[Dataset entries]
+ + + +
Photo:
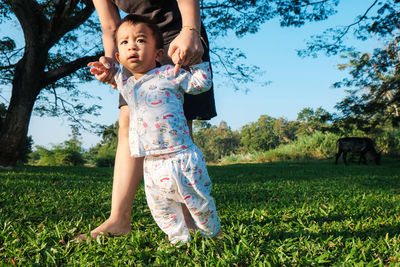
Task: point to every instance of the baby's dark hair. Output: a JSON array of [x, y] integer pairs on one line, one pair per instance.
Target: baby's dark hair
[[136, 19]]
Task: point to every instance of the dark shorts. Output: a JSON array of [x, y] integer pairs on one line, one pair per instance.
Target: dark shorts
[[196, 107]]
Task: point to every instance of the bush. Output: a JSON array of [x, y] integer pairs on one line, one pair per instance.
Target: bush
[[317, 146]]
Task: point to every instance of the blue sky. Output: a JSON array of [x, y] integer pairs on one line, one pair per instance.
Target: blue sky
[[296, 82]]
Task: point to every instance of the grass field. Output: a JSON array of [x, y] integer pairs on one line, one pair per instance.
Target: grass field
[[281, 213]]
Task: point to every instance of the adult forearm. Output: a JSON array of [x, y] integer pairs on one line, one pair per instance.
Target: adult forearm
[[109, 19], [190, 13]]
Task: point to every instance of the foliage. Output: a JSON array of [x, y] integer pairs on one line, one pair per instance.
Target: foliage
[[373, 96], [316, 146], [301, 213], [103, 154], [311, 121], [215, 142], [67, 45], [69, 153], [378, 21], [267, 133]]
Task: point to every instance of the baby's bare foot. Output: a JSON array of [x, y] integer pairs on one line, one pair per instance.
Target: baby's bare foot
[[108, 228]]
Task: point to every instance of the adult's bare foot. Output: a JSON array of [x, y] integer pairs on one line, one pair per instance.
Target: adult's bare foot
[[107, 228]]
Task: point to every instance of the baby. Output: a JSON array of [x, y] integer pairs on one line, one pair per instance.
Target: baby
[[175, 171]]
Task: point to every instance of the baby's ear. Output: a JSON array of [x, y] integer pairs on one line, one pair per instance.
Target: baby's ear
[[117, 57], [159, 55]]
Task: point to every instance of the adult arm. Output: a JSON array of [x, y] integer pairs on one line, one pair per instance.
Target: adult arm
[[186, 49], [197, 80], [109, 18]]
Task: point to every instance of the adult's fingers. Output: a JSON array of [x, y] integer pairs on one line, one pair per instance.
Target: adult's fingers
[[176, 69], [105, 62]]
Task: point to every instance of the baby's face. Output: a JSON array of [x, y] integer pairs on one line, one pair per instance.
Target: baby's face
[[137, 48]]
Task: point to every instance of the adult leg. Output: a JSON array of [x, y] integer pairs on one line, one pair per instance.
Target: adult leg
[[128, 173], [186, 213]]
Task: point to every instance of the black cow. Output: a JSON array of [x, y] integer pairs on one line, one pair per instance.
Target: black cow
[[358, 145]]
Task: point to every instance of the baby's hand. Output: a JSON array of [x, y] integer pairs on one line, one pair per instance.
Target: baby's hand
[[177, 59], [104, 70]]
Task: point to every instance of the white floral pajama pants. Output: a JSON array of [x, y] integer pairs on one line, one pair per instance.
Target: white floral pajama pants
[[177, 178]]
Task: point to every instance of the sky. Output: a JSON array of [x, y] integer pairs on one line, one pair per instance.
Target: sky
[[295, 82]]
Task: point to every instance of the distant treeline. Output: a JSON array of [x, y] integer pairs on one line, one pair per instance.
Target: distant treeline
[[312, 135]]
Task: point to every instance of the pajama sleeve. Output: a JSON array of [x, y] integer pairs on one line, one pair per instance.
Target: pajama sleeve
[[120, 80], [197, 80]]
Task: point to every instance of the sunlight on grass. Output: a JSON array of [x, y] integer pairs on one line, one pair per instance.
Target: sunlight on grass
[[282, 213]]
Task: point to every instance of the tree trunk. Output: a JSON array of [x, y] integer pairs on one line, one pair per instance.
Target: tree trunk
[[27, 84]]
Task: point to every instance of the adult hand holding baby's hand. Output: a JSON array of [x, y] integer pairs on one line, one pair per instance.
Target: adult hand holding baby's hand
[[186, 49], [104, 70]]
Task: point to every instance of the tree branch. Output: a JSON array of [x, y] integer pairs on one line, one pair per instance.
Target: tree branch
[[63, 21], [68, 68], [31, 18], [348, 27]]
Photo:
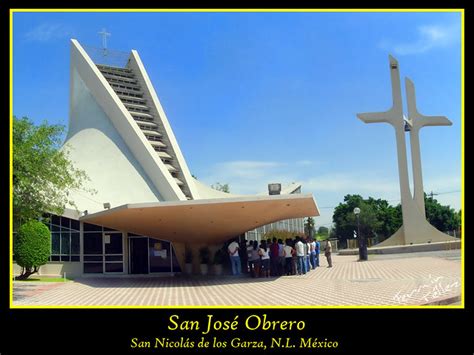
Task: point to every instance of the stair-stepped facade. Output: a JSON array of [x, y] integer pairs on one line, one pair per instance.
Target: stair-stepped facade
[[129, 91]]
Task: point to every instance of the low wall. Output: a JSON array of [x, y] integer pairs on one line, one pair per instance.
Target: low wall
[[440, 246], [72, 269]]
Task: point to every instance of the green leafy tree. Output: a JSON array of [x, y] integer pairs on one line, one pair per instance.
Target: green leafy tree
[[219, 187], [376, 219], [43, 175], [31, 247], [444, 218]]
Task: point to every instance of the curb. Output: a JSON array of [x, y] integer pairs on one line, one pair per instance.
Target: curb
[[444, 301]]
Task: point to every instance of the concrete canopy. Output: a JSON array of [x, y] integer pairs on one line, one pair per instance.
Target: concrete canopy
[[204, 221]]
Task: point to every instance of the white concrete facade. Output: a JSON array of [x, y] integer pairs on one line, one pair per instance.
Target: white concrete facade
[[120, 136]]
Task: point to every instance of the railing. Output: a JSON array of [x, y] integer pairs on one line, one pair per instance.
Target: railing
[[111, 58]]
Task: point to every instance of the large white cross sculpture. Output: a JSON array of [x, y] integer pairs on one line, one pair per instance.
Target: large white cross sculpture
[[415, 228]]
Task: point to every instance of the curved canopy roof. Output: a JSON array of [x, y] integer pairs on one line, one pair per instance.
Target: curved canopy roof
[[204, 221]]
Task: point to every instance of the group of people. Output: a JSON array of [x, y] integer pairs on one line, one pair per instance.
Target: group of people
[[274, 257]]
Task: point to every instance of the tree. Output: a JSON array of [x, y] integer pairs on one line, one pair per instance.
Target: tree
[[444, 218], [42, 172], [376, 219], [219, 187], [31, 247]]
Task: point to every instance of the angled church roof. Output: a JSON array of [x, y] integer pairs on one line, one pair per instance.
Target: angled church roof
[[120, 136]]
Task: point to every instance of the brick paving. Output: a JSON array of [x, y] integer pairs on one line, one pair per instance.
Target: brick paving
[[408, 281]]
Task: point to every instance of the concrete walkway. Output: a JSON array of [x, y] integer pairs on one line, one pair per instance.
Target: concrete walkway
[[403, 281]]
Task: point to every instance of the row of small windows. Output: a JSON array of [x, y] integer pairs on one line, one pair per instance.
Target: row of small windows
[[65, 238]]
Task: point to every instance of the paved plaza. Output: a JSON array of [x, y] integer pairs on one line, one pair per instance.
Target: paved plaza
[[417, 280]]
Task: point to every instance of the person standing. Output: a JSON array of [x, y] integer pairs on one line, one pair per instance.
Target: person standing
[[299, 246], [233, 250], [327, 252], [312, 253], [264, 253], [317, 250]]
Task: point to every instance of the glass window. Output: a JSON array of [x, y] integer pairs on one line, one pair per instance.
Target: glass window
[[92, 228], [93, 243], [55, 220], [65, 222], [75, 243], [93, 268], [65, 243], [113, 258], [75, 224], [55, 243], [111, 267], [115, 245]]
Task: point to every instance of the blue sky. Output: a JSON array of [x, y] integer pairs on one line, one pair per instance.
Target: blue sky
[[255, 98]]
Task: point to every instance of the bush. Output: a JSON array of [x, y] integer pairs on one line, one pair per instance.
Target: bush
[[32, 247]]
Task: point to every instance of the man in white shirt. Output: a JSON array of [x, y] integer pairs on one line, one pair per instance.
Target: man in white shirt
[[233, 250]]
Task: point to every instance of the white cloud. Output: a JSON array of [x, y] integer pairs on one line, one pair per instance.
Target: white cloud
[[304, 162], [48, 31], [427, 37]]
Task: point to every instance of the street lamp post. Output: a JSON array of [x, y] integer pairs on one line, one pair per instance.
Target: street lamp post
[[362, 243]]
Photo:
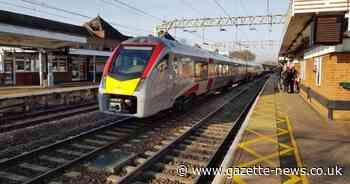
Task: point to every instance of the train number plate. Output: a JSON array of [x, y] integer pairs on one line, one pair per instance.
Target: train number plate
[[115, 106]]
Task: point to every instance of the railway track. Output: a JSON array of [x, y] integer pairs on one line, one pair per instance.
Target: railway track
[[45, 163], [200, 146], [33, 119]]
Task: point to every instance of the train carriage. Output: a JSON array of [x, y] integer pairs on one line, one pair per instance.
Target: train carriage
[[146, 75]]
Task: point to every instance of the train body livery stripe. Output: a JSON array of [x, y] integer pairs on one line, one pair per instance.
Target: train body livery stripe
[[192, 90], [210, 83], [118, 87]]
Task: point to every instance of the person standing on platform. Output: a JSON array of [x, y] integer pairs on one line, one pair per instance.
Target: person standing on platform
[[285, 80], [292, 76]]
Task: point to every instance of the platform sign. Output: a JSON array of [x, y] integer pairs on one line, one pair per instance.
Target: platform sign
[[328, 30]]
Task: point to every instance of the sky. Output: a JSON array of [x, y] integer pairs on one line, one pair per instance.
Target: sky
[[152, 12]]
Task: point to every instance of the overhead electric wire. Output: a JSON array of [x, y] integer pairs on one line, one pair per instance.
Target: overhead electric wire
[[188, 4], [222, 8], [32, 9], [42, 4], [137, 9]]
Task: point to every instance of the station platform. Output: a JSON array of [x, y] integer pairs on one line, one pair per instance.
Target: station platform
[[22, 91], [284, 134]]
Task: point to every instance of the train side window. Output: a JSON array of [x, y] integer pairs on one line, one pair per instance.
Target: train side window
[[163, 64], [201, 70]]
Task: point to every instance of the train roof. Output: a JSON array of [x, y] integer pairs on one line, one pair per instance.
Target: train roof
[[184, 49]]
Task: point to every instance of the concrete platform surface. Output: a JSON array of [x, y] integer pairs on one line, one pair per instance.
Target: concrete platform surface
[[284, 134], [22, 91]]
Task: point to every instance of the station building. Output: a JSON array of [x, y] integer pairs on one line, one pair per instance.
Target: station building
[[37, 51], [317, 39]]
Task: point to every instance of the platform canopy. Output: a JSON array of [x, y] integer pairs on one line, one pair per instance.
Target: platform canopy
[[27, 31]]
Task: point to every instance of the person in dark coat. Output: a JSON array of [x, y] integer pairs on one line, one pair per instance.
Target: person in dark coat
[[292, 76]]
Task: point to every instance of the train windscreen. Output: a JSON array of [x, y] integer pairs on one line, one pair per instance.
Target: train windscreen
[[130, 62]]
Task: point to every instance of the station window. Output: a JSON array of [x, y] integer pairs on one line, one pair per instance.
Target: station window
[[302, 70], [23, 65], [318, 70]]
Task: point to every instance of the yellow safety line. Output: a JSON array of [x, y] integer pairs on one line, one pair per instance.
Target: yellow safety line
[[296, 150], [294, 179]]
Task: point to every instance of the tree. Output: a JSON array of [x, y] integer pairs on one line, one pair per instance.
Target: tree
[[244, 55]]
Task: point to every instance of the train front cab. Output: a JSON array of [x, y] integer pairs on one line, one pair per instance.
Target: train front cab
[[122, 88]]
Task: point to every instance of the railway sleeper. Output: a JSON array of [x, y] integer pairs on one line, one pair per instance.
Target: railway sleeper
[[185, 154], [196, 147], [165, 177], [179, 160]]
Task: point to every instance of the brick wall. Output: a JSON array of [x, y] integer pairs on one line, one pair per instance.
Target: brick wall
[[335, 69]]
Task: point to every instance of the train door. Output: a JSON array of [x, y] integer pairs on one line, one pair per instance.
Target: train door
[[162, 82]]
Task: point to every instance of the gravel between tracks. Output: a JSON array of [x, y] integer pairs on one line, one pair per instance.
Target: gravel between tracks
[[150, 140], [19, 141]]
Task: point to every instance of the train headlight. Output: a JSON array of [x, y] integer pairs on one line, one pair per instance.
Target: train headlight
[[127, 101], [103, 83], [140, 85]]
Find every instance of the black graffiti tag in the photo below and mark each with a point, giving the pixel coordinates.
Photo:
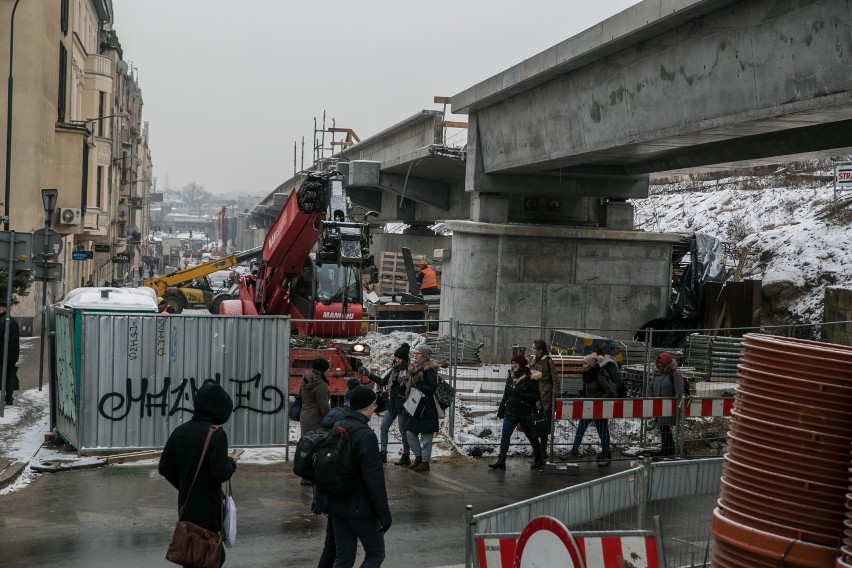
(117, 406)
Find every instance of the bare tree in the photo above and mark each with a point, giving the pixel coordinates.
(195, 197)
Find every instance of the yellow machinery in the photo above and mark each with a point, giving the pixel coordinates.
(190, 288)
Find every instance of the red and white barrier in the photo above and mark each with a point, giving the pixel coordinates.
(595, 408)
(598, 552)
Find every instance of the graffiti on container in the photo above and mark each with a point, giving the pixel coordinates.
(177, 395)
(133, 340)
(66, 389)
(161, 337)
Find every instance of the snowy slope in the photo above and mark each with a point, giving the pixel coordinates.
(798, 235)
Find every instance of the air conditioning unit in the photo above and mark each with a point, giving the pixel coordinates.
(70, 216)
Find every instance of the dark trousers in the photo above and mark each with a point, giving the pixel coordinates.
(509, 426)
(667, 448)
(347, 531)
(328, 549)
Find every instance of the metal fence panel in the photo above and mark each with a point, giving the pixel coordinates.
(140, 374)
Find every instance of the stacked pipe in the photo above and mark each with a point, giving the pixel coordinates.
(785, 475)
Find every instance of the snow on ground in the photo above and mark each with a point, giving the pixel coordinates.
(795, 247)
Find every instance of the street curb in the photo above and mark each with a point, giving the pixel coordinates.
(10, 473)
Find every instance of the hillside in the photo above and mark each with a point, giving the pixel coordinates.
(797, 233)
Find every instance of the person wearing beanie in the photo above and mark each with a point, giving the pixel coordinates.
(397, 378)
(423, 423)
(315, 396)
(596, 384)
(667, 382)
(179, 460)
(543, 363)
(363, 514)
(518, 404)
(427, 279)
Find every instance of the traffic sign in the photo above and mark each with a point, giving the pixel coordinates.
(53, 246)
(49, 271)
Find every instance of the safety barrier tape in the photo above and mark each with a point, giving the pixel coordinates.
(576, 409)
(598, 552)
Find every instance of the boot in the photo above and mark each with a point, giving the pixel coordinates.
(404, 460)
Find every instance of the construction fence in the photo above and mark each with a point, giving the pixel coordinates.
(708, 361)
(670, 502)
+ + + +
__TASK TO CARRY OUT__: For this exercise, output exactly the lines above from the line with "Task: point to every instance of the platform canopy." to the line with "Task: point to every instance of the person in", counting both, and leave out the rest.

__ANSWER__:
Task: point to every instance of the platform canopy. Output: a JSON array of [x, y] integer pairs on one line, one pair per instance.
Target: platform canopy
[[27, 31]]
Task: point to every instance of the person in dark coat. Output: a JSON array of [x, y] integer pairs on one line, one pair per instance.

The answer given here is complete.